** Given information follows **
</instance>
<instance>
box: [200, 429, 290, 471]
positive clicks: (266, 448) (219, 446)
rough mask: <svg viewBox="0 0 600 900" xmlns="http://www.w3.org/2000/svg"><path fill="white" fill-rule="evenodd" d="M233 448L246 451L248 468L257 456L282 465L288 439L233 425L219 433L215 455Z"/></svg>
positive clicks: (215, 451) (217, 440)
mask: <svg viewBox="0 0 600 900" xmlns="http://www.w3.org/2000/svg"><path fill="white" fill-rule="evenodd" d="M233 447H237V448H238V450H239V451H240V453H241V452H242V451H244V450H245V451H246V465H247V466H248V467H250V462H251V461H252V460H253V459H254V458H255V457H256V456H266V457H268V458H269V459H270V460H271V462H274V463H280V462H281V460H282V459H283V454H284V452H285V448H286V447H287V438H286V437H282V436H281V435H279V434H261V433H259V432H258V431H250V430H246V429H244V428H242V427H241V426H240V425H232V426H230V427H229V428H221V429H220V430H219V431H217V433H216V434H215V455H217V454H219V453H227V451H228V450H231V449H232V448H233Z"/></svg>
** End of Given information **
> [Task to carry out]:
The required answer is the exact run of lines above starting at the line with "positive clicks: (266, 448) (219, 446)" and ending at the line with "rough mask: <svg", with both ends present.

> [Answer box]:
positive clicks: (266, 448) (219, 446)
rough mask: <svg viewBox="0 0 600 900" xmlns="http://www.w3.org/2000/svg"><path fill="white" fill-rule="evenodd" d="M233 448L246 451L248 468L257 456L282 465L288 439L233 425L219 433L215 455Z"/></svg>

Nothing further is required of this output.